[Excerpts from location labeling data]
>>>>
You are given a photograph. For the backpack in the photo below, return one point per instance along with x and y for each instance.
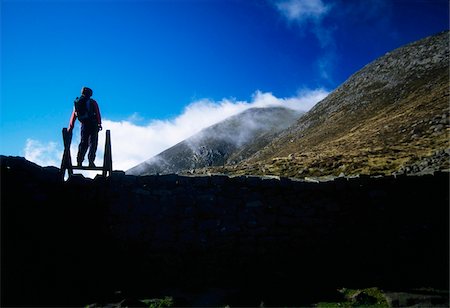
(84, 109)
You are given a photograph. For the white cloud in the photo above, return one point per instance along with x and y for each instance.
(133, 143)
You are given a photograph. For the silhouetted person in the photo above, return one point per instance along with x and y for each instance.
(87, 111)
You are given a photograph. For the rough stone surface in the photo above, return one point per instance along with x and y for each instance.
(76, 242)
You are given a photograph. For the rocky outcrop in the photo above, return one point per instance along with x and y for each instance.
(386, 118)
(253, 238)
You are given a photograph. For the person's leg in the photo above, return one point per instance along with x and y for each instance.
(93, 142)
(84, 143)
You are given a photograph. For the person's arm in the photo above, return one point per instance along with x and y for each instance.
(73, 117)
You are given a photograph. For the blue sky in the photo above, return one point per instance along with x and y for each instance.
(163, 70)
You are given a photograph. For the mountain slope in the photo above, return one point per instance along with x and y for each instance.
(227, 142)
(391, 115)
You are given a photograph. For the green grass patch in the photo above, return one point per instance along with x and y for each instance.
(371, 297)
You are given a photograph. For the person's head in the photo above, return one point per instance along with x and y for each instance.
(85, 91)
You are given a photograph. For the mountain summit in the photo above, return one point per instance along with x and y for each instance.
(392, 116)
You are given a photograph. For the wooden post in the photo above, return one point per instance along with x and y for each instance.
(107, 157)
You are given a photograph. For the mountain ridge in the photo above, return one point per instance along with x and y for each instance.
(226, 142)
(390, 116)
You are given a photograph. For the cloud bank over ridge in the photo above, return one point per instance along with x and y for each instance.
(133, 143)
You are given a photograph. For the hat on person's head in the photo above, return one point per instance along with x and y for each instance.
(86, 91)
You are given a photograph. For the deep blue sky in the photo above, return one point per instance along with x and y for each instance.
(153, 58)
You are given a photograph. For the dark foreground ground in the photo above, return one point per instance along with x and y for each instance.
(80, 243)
<<<<
>>>>
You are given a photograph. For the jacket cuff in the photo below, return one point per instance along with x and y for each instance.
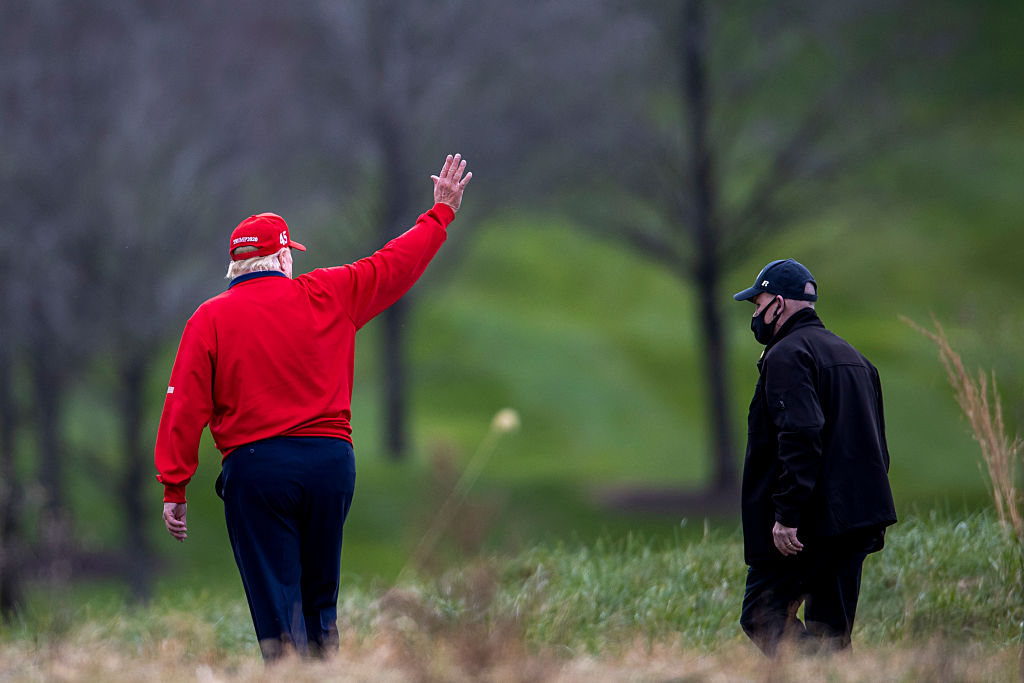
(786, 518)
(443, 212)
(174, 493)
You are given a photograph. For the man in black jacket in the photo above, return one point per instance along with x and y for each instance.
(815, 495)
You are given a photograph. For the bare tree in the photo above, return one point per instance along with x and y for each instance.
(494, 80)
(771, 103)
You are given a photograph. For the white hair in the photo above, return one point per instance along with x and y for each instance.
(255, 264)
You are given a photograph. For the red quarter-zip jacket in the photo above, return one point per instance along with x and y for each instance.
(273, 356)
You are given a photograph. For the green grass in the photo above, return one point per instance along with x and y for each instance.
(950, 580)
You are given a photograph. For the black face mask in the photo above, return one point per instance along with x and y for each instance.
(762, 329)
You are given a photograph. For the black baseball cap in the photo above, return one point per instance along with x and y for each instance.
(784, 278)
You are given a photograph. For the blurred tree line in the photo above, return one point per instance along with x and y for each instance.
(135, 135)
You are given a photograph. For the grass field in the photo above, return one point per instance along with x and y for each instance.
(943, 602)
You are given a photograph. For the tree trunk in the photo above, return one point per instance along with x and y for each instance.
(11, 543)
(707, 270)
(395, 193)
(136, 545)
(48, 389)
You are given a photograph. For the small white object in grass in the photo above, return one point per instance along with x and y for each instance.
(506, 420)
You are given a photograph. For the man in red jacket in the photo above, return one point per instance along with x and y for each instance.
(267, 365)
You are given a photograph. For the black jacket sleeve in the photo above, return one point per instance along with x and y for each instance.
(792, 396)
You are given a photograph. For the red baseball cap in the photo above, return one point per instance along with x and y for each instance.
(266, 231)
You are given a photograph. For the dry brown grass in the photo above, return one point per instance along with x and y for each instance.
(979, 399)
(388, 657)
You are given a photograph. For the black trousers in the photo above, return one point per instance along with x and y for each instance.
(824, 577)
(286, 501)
<<<<
>>>>
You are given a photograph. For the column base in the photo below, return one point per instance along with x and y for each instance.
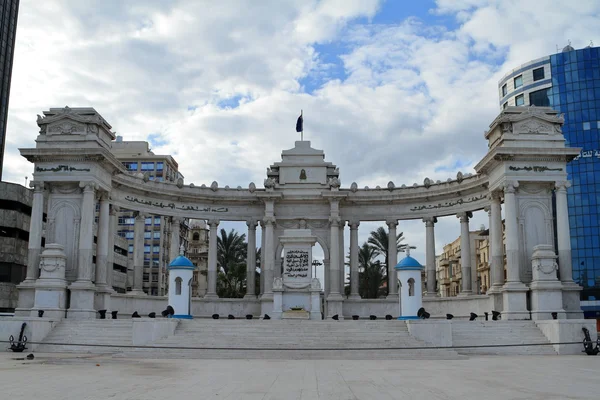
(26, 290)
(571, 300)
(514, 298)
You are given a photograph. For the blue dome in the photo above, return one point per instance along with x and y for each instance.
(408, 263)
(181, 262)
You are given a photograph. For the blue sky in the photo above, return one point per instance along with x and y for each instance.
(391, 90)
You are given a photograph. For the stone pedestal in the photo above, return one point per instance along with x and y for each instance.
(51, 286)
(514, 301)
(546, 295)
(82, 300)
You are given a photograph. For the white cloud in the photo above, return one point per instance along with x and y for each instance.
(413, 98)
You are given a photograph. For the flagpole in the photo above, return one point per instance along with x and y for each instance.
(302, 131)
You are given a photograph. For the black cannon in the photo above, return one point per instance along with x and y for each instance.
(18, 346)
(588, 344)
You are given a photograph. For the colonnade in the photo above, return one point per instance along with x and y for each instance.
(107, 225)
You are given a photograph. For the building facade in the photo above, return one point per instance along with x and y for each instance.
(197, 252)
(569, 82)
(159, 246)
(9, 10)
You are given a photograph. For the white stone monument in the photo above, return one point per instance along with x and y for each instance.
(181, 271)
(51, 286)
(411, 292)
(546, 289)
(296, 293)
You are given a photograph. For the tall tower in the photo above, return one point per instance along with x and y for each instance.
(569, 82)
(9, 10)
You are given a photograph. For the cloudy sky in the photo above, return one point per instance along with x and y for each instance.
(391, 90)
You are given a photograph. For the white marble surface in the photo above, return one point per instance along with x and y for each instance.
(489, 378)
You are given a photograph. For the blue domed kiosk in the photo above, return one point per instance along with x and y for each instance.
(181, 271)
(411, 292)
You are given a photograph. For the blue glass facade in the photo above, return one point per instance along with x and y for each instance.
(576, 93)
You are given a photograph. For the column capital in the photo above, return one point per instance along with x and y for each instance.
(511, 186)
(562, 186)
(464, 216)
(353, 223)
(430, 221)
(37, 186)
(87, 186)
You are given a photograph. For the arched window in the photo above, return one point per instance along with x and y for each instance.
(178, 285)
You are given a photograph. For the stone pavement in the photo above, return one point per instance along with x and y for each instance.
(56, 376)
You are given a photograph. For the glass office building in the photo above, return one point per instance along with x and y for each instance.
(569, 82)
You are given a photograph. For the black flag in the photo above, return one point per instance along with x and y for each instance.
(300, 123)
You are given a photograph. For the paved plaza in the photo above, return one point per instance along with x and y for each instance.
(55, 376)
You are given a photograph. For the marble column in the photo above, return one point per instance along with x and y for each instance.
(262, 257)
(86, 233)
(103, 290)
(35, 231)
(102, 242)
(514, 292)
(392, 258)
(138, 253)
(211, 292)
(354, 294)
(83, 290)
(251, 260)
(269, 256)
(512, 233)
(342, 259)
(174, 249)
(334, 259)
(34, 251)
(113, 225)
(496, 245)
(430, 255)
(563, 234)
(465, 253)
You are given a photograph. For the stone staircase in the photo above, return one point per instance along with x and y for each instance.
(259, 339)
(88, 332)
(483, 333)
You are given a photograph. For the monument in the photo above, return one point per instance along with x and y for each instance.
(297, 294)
<<<<
§ **What needs to be done**
Can you pick out every line in the records above that contains the word "mountain", matching case exactly, and copy each one?

§ **Solution**
You are given a photograph. For the mountain slope in the photo above, return one point per instance along with x and y for each instance.
You are given a photograph. For the mountain summit in the photo above, return one point per instance along with x and y for each instance.
You are given a photograph. For the mountain ridge in the photo above, return one point per instance along with x and y for each instance.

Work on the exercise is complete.